Stored data entries:
====================

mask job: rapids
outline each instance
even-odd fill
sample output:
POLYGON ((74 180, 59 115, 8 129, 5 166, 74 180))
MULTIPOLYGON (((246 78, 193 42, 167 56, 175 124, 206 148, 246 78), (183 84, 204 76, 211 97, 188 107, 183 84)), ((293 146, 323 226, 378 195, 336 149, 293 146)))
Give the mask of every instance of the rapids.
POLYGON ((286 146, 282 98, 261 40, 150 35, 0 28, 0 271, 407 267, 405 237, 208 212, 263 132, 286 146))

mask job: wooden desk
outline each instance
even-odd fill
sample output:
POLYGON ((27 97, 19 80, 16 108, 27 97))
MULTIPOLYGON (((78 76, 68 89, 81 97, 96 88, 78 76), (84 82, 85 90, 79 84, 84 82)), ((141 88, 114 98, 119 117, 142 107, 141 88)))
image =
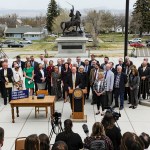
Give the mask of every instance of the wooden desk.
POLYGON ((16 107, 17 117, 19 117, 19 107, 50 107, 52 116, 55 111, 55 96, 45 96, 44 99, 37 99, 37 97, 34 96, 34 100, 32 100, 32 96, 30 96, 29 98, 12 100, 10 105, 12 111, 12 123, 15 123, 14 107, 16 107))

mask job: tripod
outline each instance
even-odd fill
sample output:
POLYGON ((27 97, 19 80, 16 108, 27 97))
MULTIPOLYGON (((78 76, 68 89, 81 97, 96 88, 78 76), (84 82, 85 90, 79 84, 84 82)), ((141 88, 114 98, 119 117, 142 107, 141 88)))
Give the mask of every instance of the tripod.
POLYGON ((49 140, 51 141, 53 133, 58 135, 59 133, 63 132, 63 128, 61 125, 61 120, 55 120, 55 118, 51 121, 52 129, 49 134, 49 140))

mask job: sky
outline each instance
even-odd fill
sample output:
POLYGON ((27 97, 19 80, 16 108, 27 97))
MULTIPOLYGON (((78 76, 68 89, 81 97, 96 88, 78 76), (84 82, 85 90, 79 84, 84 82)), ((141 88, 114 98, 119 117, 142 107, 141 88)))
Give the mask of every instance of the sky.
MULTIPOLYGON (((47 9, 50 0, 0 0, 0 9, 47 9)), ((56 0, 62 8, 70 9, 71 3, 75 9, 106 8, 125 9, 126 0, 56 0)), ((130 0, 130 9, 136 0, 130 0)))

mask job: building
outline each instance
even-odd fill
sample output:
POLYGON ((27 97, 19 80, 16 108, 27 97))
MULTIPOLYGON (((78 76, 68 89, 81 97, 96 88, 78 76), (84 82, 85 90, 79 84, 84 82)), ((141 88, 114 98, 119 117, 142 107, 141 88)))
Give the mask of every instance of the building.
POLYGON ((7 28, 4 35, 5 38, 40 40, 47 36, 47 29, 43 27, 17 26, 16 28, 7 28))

====================

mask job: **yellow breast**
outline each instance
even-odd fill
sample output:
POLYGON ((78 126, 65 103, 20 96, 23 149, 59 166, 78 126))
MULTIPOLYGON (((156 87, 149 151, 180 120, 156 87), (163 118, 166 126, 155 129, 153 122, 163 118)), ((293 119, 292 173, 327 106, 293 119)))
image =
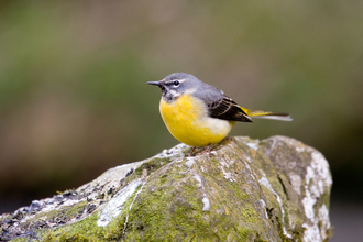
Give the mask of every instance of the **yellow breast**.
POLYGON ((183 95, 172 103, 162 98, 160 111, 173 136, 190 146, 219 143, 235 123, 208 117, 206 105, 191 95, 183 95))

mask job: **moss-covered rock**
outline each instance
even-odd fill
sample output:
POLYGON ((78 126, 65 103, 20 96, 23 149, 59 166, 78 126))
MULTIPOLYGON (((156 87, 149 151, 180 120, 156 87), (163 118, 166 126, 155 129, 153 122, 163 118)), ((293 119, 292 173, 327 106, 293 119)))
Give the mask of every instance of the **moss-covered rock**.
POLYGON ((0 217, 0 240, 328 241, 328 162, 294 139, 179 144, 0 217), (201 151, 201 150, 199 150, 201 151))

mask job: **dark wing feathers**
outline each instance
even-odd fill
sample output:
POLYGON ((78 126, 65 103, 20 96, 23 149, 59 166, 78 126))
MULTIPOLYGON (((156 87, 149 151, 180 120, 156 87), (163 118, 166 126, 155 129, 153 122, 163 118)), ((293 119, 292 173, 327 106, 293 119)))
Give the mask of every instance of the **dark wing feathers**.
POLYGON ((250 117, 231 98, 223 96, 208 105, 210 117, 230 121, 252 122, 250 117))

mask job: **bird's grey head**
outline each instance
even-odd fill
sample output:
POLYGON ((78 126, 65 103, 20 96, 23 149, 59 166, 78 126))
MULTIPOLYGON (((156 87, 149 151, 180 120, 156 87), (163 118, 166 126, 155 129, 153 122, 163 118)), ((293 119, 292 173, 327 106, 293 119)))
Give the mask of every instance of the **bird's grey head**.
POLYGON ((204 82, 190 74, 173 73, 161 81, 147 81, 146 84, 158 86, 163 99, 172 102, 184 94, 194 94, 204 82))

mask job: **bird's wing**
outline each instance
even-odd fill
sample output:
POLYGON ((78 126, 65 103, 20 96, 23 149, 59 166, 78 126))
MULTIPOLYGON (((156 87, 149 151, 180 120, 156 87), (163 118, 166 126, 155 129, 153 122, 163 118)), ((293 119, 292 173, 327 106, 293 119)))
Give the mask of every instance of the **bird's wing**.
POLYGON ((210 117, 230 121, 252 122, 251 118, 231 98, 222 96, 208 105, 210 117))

====================

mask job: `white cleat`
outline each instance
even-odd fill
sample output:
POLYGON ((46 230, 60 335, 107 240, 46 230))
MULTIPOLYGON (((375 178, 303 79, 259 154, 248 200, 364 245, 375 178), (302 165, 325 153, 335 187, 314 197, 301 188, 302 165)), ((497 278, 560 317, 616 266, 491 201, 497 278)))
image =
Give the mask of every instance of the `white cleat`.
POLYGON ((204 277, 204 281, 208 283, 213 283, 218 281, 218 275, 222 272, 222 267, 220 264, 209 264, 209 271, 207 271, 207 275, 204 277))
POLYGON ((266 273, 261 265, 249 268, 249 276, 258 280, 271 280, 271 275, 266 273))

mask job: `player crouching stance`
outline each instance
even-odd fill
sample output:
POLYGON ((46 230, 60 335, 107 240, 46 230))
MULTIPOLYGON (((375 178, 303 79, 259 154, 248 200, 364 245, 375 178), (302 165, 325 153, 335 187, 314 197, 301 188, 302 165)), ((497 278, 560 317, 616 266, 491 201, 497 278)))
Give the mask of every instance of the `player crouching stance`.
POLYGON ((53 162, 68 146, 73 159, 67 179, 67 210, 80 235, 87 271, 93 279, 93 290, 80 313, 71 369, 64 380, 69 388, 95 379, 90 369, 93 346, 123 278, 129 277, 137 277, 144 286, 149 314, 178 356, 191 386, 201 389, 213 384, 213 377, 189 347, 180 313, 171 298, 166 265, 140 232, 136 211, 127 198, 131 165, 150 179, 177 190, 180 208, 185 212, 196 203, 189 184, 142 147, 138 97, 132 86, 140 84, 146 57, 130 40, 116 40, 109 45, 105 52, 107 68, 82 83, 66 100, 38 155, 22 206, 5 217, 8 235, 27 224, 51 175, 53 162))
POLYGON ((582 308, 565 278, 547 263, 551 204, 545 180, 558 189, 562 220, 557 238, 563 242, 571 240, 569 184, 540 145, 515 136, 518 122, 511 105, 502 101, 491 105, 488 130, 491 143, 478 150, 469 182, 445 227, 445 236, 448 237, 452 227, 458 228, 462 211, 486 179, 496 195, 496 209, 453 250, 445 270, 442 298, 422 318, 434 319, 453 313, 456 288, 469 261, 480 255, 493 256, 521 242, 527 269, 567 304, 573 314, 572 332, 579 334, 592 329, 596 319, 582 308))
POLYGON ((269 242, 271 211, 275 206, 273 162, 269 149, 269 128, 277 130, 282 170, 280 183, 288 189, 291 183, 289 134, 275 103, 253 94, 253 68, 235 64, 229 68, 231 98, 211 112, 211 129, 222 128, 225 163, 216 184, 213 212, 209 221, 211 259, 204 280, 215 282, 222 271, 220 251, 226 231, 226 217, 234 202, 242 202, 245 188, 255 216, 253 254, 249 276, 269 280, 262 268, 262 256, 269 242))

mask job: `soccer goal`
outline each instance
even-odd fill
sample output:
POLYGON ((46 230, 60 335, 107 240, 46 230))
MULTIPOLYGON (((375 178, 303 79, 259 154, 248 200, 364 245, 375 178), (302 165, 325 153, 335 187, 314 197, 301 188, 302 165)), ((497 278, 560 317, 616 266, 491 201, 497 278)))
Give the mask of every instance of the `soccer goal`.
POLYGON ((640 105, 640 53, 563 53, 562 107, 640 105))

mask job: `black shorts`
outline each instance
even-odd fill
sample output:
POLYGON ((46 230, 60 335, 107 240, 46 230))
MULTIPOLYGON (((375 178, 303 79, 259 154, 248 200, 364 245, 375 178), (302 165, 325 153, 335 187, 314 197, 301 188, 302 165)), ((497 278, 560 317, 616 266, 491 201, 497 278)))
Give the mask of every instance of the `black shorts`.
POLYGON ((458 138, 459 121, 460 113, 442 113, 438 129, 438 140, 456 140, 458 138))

====================

• _YOUR OBJECTIVE_
Render the stretch from the line containing "mask job: rapids" through the line containing "Give the mask of every instance of the rapids." as a Markdown table with the columns Row and Line, leaving out blank lines.

• _TASK SOLUTION_
| Row | Line |
|---|---|
| 1 | mask job: rapids |
| 2 | outline each instance |
| 3 | even-odd fill |
| 4 | sample output: |
| 5 | POLYGON ((74 180, 59 115, 8 129, 5 166, 74 180)) |
| 6 | MULTIPOLYGON (((246 78, 193 42, 167 56, 175 124, 206 148, 246 78), (183 84, 204 76, 211 97, 188 107, 183 84)), ((293 146, 323 226, 378 195, 336 149, 293 146))) |
| 7 | Give the mask of every instance of the rapids. |